> **TEXT FOR ANALYSIS**
Unveiling the key toxicity indicators and mechanisms on phytotoxicity of cerium dioxide nanoparticles in rice (Oryza sativa)

The splendid varieties of cerium dioxide nanoparticles (nCeO₂) and their diverse applications stimulated their uncontrolled discharge in the biological system. So, in the present study, Oryza sativa was adopted as a model plant and its phytotoxic effects were studied with neutrally charged, >12 nm sized spherical nCeO₂ (0 g/L, 2 g/L, 4 g/L, 6 g/L, 8 g/L & 10 g/L). The studies were also conducted with bulk ceria counterparts and compared. This work is focused on a systematic approach to evaluate the phytotoxicity of nCeO₂ in Oryza sativa, in terms of key toxicity indicators, nanoparticle uptake, and aggregation mechanisms. With this study, we propose a new sensing approach with non-fluorescent/non-chemiluminescent molecules for the detection of the generation of reactive oxygen species (ROS) to study the mechanism of phytotoxicity. An aggregation mechanism was also detailed to explicate the ROS-induced phytotoxicity. The study demonstrates that an increase in the production of ROS causes progressive cellular damage in Oryza sativa only at lower exposure level concentrations of nCeO₂ (≥4 g/L). Our findings revealed that the key toxicity indicators and the actual nanoparticle uptake and aggregation mechanisms will decide the extent of phytotoxicity of nCeO₂ in Oryza sativa.

> **PROVIDED MATERIAL**
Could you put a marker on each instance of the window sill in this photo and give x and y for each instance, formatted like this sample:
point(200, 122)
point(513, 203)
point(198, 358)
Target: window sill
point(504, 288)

> **EXERCISE DESCRIPTION**
In the abstract above on cerium dioxide nanoparticles in rice, what were the nanoparticle results compared with?

> **TASK ANSWER**
They were compared with results from bulk ceria counterparts.